• MATERIAL FOR THIS EXERCISE:
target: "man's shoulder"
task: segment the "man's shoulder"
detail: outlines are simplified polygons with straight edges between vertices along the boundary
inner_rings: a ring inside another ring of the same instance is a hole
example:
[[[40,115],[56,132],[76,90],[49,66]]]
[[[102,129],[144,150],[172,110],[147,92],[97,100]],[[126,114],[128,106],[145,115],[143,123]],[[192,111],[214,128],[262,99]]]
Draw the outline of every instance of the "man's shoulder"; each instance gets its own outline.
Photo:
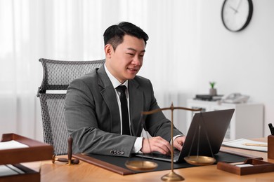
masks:
[[[150,80],[141,76],[136,76],[133,80],[138,82],[139,84],[148,84],[150,83]]]

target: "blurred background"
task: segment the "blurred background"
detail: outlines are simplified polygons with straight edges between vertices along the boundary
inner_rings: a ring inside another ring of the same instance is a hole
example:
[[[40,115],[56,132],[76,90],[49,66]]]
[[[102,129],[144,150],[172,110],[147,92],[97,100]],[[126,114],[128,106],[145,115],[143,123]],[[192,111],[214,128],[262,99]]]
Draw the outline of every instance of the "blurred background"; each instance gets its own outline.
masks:
[[[103,59],[103,34],[122,21],[150,36],[138,74],[151,80],[161,107],[185,106],[188,99],[208,94],[209,82],[215,81],[218,94],[240,92],[263,104],[268,135],[267,125],[274,120],[274,1],[252,0],[251,22],[240,32],[223,26],[223,1],[0,0],[0,135],[42,141],[39,59]],[[185,133],[185,112],[176,111],[174,119]]]

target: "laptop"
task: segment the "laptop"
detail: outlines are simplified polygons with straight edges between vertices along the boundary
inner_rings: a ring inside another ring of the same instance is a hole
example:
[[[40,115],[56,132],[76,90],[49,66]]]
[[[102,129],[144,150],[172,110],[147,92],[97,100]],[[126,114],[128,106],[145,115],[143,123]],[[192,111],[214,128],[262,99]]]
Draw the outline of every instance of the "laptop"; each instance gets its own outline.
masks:
[[[195,113],[182,150],[174,150],[174,162],[183,162],[185,157],[197,155],[197,153],[199,155],[211,157],[218,153],[234,111],[232,108]],[[136,156],[171,162],[170,155],[159,153],[137,154]]]

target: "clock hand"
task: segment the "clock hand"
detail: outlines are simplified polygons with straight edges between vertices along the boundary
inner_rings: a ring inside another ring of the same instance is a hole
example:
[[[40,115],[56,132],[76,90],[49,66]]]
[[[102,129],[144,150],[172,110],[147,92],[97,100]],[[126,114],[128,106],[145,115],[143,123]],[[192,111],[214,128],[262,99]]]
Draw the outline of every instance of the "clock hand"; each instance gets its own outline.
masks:
[[[235,8],[234,8],[233,7],[232,7],[231,6],[229,6],[229,8],[230,8],[231,9],[233,9],[233,10],[235,11],[235,13],[238,13],[238,11],[237,11]]]
[[[238,5],[237,6],[237,8],[236,8],[237,12],[238,12],[237,10],[238,10],[238,8],[239,8],[240,5],[241,4],[241,3],[242,3],[242,0],[240,0],[239,2],[238,2]]]

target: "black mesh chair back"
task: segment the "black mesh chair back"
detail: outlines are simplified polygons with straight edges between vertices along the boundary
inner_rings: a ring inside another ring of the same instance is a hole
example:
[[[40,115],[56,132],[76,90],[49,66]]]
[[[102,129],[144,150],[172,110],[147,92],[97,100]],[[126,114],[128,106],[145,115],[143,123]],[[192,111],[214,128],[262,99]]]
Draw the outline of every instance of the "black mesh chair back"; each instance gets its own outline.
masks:
[[[69,134],[65,120],[65,97],[71,81],[96,68],[105,59],[59,61],[39,59],[43,66],[43,80],[38,89],[43,122],[44,141],[52,145],[54,155],[67,154]]]

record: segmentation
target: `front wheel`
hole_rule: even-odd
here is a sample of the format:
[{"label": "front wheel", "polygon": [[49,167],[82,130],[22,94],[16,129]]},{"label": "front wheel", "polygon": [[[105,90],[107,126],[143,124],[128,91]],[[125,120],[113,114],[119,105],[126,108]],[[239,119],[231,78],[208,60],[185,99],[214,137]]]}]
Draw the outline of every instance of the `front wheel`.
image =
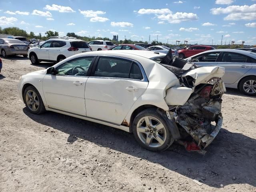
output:
[{"label": "front wheel", "polygon": [[174,141],[169,120],[154,109],[144,110],[139,113],[133,123],[135,139],[143,147],[151,151],[163,151]]},{"label": "front wheel", "polygon": [[239,84],[239,89],[245,95],[256,96],[256,77],[249,76],[244,78]]},{"label": "front wheel", "polygon": [[41,96],[34,87],[29,86],[26,88],[24,92],[23,98],[25,104],[30,112],[39,114],[45,111]]}]

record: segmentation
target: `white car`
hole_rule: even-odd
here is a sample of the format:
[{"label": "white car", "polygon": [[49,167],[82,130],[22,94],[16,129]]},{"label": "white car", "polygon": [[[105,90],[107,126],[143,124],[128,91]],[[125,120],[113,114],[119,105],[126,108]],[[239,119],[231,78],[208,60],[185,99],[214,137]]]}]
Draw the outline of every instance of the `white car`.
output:
[{"label": "white car", "polygon": [[41,61],[58,62],[76,54],[91,51],[91,48],[84,41],[55,38],[32,47],[28,54],[32,64],[34,64]]},{"label": "white car", "polygon": [[189,135],[196,149],[204,148],[221,128],[224,68],[197,68],[165,55],[78,54],[23,75],[18,93],[32,113],[52,111],[133,132],[150,150],[164,150]]},{"label": "white car", "polygon": [[[149,47],[147,48],[147,49],[151,51],[154,51],[156,52],[159,52],[160,53],[163,53],[167,54],[169,51],[169,50],[170,50],[170,48],[163,45],[155,45]],[[179,56],[179,54],[178,53],[177,50],[172,50],[172,54],[176,57],[178,57]]]},{"label": "white car", "polygon": [[88,44],[92,48],[93,51],[107,50],[112,48],[114,46],[112,42],[103,40],[91,41],[88,43]]}]

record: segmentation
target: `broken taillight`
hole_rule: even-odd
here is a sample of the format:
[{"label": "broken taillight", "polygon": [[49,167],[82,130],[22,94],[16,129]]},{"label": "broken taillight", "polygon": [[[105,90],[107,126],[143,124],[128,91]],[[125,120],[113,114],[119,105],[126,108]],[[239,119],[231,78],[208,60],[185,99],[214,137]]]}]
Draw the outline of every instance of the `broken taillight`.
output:
[{"label": "broken taillight", "polygon": [[200,92],[199,96],[205,98],[209,98],[212,90],[212,87],[211,86],[206,86]]}]

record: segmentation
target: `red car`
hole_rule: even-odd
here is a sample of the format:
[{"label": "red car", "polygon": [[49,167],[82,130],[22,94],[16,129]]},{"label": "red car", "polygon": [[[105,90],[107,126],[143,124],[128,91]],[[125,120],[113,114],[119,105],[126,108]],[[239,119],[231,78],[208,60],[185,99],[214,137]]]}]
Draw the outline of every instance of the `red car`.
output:
[{"label": "red car", "polygon": [[194,45],[178,51],[179,57],[184,59],[208,50],[215,49],[214,47],[206,45]]},{"label": "red car", "polygon": [[144,48],[141,46],[138,45],[134,45],[133,44],[121,44],[112,47],[108,50],[146,50],[147,49]]}]

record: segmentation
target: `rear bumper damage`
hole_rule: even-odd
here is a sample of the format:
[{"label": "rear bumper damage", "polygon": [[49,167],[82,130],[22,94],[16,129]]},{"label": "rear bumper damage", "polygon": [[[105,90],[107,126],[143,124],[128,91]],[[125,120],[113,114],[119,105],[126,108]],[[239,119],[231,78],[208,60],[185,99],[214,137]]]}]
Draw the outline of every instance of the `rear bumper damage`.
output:
[{"label": "rear bumper damage", "polygon": [[[196,143],[197,148],[188,150],[207,147],[217,136],[222,124],[221,98],[226,92],[222,81],[219,79],[214,85],[203,84],[199,87],[195,88],[188,100],[184,105],[178,106],[174,112],[176,123],[187,133],[184,135],[189,134]],[[190,148],[188,144],[184,145],[187,150]]]}]

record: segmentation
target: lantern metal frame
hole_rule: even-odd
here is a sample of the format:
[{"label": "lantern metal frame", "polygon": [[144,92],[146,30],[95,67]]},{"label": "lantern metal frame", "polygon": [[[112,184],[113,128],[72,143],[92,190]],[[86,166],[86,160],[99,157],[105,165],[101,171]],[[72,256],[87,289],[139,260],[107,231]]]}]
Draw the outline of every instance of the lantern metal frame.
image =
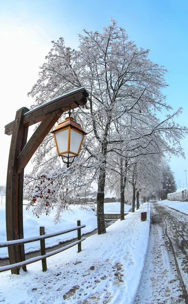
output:
[{"label": "lantern metal frame", "polygon": [[[67,150],[63,151],[63,152],[60,152],[57,140],[56,137],[56,134],[58,133],[59,133],[60,132],[62,132],[62,131],[64,131],[67,129],[68,129],[68,130],[67,137],[68,141],[67,146]],[[78,152],[77,153],[75,153],[75,152],[73,152],[70,150],[71,130],[82,135],[82,138],[80,142]],[[71,117],[71,116],[68,116],[68,117],[66,117],[65,119],[65,121],[60,123],[57,126],[57,127],[56,128],[56,129],[52,131],[51,133],[54,134],[54,137],[58,155],[62,157],[63,162],[65,164],[66,164],[67,168],[69,168],[69,164],[72,164],[75,158],[78,156],[81,148],[84,138],[85,137],[85,135],[86,133],[83,131],[81,125],[78,123],[74,121],[74,118],[73,117]],[[66,162],[63,158],[67,158],[67,162]],[[70,162],[69,160],[70,158],[73,159],[72,162]]]}]

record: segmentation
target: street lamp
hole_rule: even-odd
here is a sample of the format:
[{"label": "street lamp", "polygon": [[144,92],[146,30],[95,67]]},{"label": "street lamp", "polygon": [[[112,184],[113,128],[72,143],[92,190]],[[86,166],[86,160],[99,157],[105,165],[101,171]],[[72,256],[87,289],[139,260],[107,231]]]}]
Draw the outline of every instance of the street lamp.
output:
[{"label": "street lamp", "polygon": [[185,173],[186,185],[186,188],[187,188],[187,179],[186,179],[186,170],[184,170],[184,172],[185,172]]},{"label": "street lamp", "polygon": [[[70,116],[59,123],[51,133],[54,134],[58,154],[62,157],[63,162],[68,168],[69,164],[72,164],[74,158],[78,156],[86,133]],[[67,162],[63,157],[67,159]],[[69,159],[72,158],[73,160],[70,162]]]}]

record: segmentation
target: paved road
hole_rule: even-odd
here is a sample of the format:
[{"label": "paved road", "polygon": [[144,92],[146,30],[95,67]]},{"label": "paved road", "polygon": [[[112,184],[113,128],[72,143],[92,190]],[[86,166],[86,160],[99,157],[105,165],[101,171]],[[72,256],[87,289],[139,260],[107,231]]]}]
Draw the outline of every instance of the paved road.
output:
[{"label": "paved road", "polygon": [[177,211],[152,205],[148,253],[134,304],[188,304],[187,221]]}]

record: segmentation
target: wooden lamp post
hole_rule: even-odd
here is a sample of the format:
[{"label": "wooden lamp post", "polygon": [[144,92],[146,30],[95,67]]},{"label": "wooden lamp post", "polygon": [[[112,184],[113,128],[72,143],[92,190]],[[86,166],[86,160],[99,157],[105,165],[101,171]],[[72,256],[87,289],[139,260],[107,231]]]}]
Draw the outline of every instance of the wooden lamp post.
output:
[{"label": "wooden lamp post", "polygon": [[[24,238],[23,188],[24,168],[62,114],[79,105],[85,104],[88,96],[88,93],[84,88],[80,88],[32,110],[29,110],[26,107],[21,108],[16,112],[14,121],[5,126],[5,134],[12,135],[6,187],[8,241]],[[27,142],[29,126],[40,122],[40,124]],[[74,130],[73,126],[72,130]],[[84,134],[82,130],[82,136]],[[75,151],[70,149],[72,149],[71,144],[69,151],[67,149],[67,155],[72,157]],[[25,260],[23,245],[10,246],[8,251],[10,264]],[[23,269],[26,271],[26,266]],[[19,274],[19,269],[17,268],[13,270],[12,273]]]}]

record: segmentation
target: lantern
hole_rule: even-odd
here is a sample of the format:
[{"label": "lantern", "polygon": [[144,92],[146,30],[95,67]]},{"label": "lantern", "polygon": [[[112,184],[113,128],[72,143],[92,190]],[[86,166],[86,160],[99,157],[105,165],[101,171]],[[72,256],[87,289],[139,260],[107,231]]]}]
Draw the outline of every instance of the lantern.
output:
[{"label": "lantern", "polygon": [[[85,132],[80,125],[69,116],[65,121],[59,124],[51,133],[54,134],[58,155],[68,159],[66,163],[69,167],[69,164],[79,155]],[[71,163],[69,162],[70,158],[74,158]]]}]

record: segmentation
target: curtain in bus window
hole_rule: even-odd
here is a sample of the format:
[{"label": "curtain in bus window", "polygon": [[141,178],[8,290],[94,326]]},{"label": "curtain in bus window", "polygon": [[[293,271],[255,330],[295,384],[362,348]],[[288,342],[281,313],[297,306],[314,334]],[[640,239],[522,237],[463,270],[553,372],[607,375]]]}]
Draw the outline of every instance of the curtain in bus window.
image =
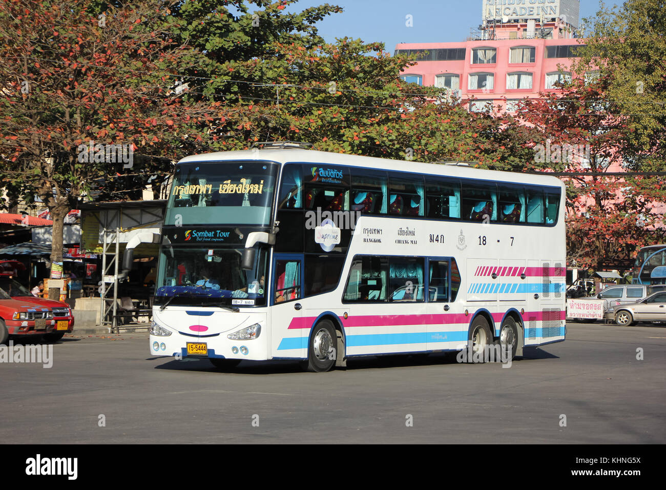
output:
[{"label": "curtain in bus window", "polygon": [[[287,287],[290,286],[297,285],[296,276],[298,274],[298,263],[296,261],[287,262],[284,266],[284,283],[287,285]],[[288,293],[289,299],[295,299],[297,297],[297,289],[294,288],[293,289],[288,290],[286,292]]]},{"label": "curtain in bus window", "polygon": [[392,301],[423,301],[422,259],[390,258],[389,279]]},{"label": "curtain in bus window", "polygon": [[278,206],[280,209],[297,209],[303,207],[303,178],[300,165],[288,165],[282,172]]},{"label": "curtain in bus window", "polygon": [[559,196],[554,193],[547,191],[545,199],[545,222],[553,224],[557,220],[557,207],[559,204]]},{"label": "curtain in bus window", "polygon": [[460,217],[460,189],[454,190],[455,195],[449,197],[449,217]]},{"label": "curtain in bus window", "polygon": [[[206,179],[198,179],[198,180],[199,181],[199,185],[200,185],[202,187],[205,187],[205,185],[206,185]],[[196,204],[195,205],[197,207],[206,207],[206,195],[207,195],[205,194],[205,193],[199,193],[199,198],[198,199],[198,202],[197,202]]]},{"label": "curtain in bus window", "polygon": [[464,187],[462,193],[463,218],[473,221],[490,219],[494,215],[492,195],[494,193],[494,189],[490,187]]},{"label": "curtain in bus window", "polygon": [[543,196],[540,191],[527,191],[527,223],[543,223]]},{"label": "curtain in bus window", "polygon": [[388,213],[388,184],[382,184],[382,214]]},{"label": "curtain in bus window", "polygon": [[451,259],[451,301],[455,301],[460,289],[460,272],[458,271],[458,263],[456,259]]},{"label": "curtain in bus window", "polygon": [[426,209],[426,198],[422,183],[416,184],[416,193],[419,197],[418,215],[424,216],[424,211]]},{"label": "curtain in bus window", "polygon": [[386,172],[355,168],[351,172],[350,209],[363,214],[386,214],[388,199]]},{"label": "curtain in bus window", "polygon": [[518,199],[520,199],[520,222],[525,223],[525,218],[527,215],[527,206],[525,205],[525,193],[521,192],[518,194]]}]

• REQUIREMENT: From the rows above, pull out every line that contains the word "mesh". Treat uppercase and lowercase letters as different.

• RESULT OF THE TASK:
target: "black mesh chair back"
task: segment the "black mesh chair back"
Draw the outline of every instance of the "black mesh chair back"; each instance gets its own outline.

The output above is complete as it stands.